**WHAT NEEDS TO BE DONE:**
Reproduce the entries that follow precisely, setting aside any images.

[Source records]
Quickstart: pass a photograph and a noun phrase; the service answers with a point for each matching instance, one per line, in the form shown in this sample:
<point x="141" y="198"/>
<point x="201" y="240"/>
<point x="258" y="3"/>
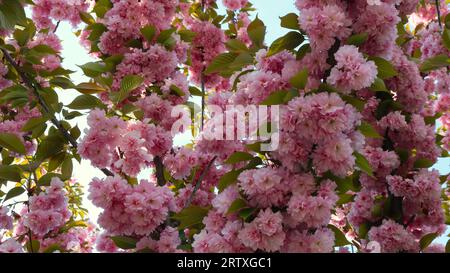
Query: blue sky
<point x="268" y="11"/>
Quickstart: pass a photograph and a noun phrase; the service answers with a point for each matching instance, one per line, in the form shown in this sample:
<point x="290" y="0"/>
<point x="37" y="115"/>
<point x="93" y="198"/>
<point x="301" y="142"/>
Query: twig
<point x="56" y="27"/>
<point x="438" y="9"/>
<point x="34" y="87"/>
<point x="199" y="182"/>
<point x="159" y="171"/>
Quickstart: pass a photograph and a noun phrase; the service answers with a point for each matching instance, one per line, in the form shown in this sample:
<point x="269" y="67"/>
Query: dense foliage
<point x="358" y="93"/>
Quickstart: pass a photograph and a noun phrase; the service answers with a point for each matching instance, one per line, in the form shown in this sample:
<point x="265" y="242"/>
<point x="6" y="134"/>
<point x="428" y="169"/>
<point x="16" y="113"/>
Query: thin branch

**SOLUTION TO THE EXERCISE:**
Quickstart: pass a photograph and a noun phrase; the service answers with a point for each matching instance, one per line, in the form shown in this sample:
<point x="141" y="198"/>
<point x="201" y="240"/>
<point x="258" y="3"/>
Query: blue sky
<point x="268" y="11"/>
Quickstart: pass a photograph and a noun phrase; the service answers with a point for each matching instance, one per line, in the form shown in this sample:
<point x="290" y="0"/>
<point x="37" y="115"/>
<point x="93" y="198"/>
<point x="301" y="142"/>
Query: twig
<point x="56" y="27"/>
<point x="438" y="9"/>
<point x="34" y="87"/>
<point x="199" y="182"/>
<point x="159" y="171"/>
Quickstart: pass a photograph and a noun phrase; the service answers with a point for each matching instance, one per line, in the form shown in this sample:
<point x="269" y="67"/>
Query: dense foliage
<point x="358" y="93"/>
Quickstart: pass a photograph and a noun phrase; the service answers with a point for each matching instance, one per line, in the form shown in this sample:
<point x="265" y="242"/>
<point x="6" y="134"/>
<point x="428" y="169"/>
<point x="16" y="113"/>
Query: thin branch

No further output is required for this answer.